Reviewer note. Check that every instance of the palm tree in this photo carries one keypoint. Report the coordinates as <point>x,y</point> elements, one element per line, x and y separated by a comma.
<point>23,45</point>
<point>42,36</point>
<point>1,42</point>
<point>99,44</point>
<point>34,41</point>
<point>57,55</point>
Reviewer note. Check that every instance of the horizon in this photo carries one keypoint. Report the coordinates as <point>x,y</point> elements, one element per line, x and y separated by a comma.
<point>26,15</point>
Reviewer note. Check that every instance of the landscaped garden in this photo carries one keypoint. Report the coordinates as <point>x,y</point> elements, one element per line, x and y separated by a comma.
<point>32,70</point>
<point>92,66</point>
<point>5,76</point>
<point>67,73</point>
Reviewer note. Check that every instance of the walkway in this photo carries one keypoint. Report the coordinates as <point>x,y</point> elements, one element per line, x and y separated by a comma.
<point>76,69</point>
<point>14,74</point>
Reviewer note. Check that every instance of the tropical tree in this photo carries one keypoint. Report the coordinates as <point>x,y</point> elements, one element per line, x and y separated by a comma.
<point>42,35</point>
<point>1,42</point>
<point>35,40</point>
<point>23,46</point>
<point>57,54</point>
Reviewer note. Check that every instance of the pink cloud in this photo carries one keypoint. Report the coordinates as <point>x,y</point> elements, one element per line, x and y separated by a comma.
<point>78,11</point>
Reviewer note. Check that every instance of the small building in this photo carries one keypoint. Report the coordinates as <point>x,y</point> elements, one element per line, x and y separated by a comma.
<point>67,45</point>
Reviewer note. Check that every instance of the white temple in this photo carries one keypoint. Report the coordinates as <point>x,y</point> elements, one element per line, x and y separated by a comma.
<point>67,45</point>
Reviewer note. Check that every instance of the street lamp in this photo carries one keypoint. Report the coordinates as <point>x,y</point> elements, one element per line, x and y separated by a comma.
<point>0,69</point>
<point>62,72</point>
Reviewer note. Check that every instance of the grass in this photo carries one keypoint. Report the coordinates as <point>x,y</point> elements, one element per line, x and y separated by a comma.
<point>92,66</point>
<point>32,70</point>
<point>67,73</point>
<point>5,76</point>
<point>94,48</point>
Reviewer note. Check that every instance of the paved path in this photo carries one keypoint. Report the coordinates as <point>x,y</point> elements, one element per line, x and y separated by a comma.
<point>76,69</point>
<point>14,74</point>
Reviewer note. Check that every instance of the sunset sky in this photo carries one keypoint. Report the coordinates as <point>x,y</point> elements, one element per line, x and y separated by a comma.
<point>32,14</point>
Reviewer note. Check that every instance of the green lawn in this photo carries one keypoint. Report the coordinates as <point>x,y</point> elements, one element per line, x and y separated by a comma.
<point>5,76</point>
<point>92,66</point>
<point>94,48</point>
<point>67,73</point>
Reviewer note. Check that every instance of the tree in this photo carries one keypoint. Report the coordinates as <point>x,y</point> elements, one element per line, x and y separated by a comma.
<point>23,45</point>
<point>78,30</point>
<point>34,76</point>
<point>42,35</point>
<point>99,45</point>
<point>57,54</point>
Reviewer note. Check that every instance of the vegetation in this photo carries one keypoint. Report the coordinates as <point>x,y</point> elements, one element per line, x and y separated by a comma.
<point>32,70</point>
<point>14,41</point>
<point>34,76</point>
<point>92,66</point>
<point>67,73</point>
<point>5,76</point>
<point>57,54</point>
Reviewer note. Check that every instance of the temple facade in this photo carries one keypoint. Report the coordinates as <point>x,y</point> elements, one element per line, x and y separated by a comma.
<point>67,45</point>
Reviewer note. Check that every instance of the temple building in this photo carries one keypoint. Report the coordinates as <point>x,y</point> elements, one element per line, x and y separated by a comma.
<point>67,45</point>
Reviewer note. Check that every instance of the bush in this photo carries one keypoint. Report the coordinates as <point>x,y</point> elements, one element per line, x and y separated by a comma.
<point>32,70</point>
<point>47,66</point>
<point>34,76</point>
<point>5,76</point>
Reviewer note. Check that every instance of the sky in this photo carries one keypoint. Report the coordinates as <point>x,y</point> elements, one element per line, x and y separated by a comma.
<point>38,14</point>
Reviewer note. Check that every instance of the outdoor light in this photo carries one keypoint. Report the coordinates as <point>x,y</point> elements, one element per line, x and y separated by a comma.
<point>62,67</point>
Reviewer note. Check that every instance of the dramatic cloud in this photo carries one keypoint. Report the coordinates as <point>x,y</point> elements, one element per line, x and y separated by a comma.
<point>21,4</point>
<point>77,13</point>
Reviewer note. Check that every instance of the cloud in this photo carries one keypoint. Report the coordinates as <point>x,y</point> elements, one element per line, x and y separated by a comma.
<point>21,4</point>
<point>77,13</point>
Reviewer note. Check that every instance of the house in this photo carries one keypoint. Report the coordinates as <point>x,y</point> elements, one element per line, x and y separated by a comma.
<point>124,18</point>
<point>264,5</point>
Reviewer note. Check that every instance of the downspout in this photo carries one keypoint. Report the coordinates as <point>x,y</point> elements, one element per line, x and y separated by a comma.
···
**Aim:** Copy every one of the records above word for word, line by line, with nothing changed or left out.

**Task output:**
Reviewer note. Check that every instance of the palm tree in this photo carries one keypoint. Report the coordinates as <point>x,y</point> elements, one element per line, x and y separated by a comma.
<point>23,45</point>
<point>42,36</point>
<point>1,42</point>
<point>99,44</point>
<point>34,41</point>
<point>57,55</point>
Reviewer note. Check that every instance of the horizon in this photo carries one keypoint. Report the coordinates as <point>x,y</point> elements, one element per line, x and y separated by a comma.
<point>26,15</point>
Reviewer note. Check that every instance of the landscaped garden in this photo carries one keypoint. Report the coordinates as <point>x,y</point> elements, one element per line, x and y separated by a comma.
<point>32,70</point>
<point>92,66</point>
<point>5,76</point>
<point>67,73</point>
Reviewer note. Check that every instance of the walkway in this photo carries one keypoint. Report the coordinates as <point>x,y</point> elements, one element per line, x and y separated by a comma.
<point>76,69</point>
<point>14,74</point>
Reviewer note. Check that every instance of the tropical tree in this photo carries one keypoint. Report the coordinates as <point>x,y</point> elements, one element per line, x and y separated by a comma.
<point>42,35</point>
<point>1,42</point>
<point>35,40</point>
<point>23,46</point>
<point>57,54</point>
Reviewer note. Check that every instance of the pink cloud in this photo carries one keypoint. Report the coordinates as <point>x,y</point> elements, one element per line, x and y separated by a comma.
<point>78,11</point>
Reviewer note. Check that every instance of the small building in this photo carries one keypoint. Report the coordinates as <point>x,y</point> elements, one element per line, x and y separated by a comma.
<point>67,45</point>
Reviewer note. Check that every instance of the white temple in this photo carries one keypoint. Report the coordinates as <point>x,y</point> elements, one element per line, x and y separated by a comma.
<point>67,45</point>
Reviewer note. Check that every instance of the street lamp in this photo carries one keypoint. Report the coordinates as <point>x,y</point> elements, one element per line, x and y separated by a comma.
<point>0,69</point>
<point>62,72</point>
Reviewer note. Check that every instance of the grass in this photo carries one keypoint. Report the coordinates as <point>x,y</point> elements, one element per line, x and y separated by a comma.
<point>92,66</point>
<point>32,70</point>
<point>67,73</point>
<point>5,76</point>
<point>94,48</point>
Reviewer note. Check that every instance of the paved path in this photo carries one keypoint. Report the coordinates as <point>x,y</point> elements, one element per line, x and y separated by a comma.
<point>76,69</point>
<point>14,74</point>
Reviewer note. Check that every instance of the sunset sky in this photo carries one keypoint. Report the coordinates as <point>x,y</point> elements, one element per line, x and y separated by a comma.
<point>32,14</point>
Reviewer note. Check that every instance of the green lawn in this photo carries one keypoint. Report the coordinates as <point>x,y</point> elements, one element per line, x and y separated by a comma.
<point>5,76</point>
<point>92,66</point>
<point>94,48</point>
<point>67,73</point>
Reviewer note. Check that every instance of the tree in this photo carries one keypoint. Report the coordinates as <point>x,y</point> elements, one element per line, x and y separated by a comma.
<point>23,45</point>
<point>78,30</point>
<point>34,76</point>
<point>42,35</point>
<point>99,45</point>
<point>57,54</point>
Reviewer note. Check that every instance of the vegetation in this photo carries one keypoint. Report the coordinates as <point>x,y</point> elements, one element per line, x and y separated by a comma.
<point>32,70</point>
<point>14,41</point>
<point>34,76</point>
<point>92,66</point>
<point>67,73</point>
<point>5,76</point>
<point>57,54</point>
Reviewer note. Check that every instance of the temple facade in this photo carries one keypoint. Report the coordinates as <point>x,y</point> elements, one element per line, x and y separated by a comma.
<point>67,45</point>
Reviewer note. Check that every instance of the temple building in this photo carries one keypoint. Report the coordinates as <point>x,y</point> elements, one element per line, x and y separated by a comma.
<point>67,45</point>
Reviewer note. Check that every instance of the bush in this photo carries one keypoint. Report the coordinates as <point>x,y</point> elements, one element per line, x and y separated by a comma.
<point>32,70</point>
<point>47,66</point>
<point>34,76</point>
<point>5,76</point>
Reviewer note. Check that every instance of the sky in this photo carries one keypoint. Report the coordinates as <point>x,y</point> elements, one element per line, x and y separated by a comma.
<point>38,14</point>
Reviewer note. Check that every instance of the outdoor light in this photo carries one keypoint. Report the coordinates as <point>x,y</point> elements, one element per line, x and y separated by a comma.
<point>62,67</point>
Reviewer note. Check that every instance of the dramatic cloud in this photo carries one keypoint. Report the coordinates as <point>x,y</point> elements, one element per line, x and y separated by a comma.
<point>21,4</point>
<point>77,13</point>
Reviewer note. Check that every instance of the cloud in this photo carries one keypoint. Report the coordinates as <point>x,y</point> elements, one element per line, x and y separated by a comma.
<point>21,4</point>
<point>77,13</point>
Reviewer note. Check that every instance of the house in this photo carries one keypoint. Report the coordinates as <point>x,y</point> elements, one element per line, x and y separated by a comma.
<point>124,18</point>
<point>264,5</point>
Reviewer note. Check that every instance of the downspout in this photo carries one keypoint. Report the coordinates as <point>x,y</point> elements, one element per line, x and y separated by a comma.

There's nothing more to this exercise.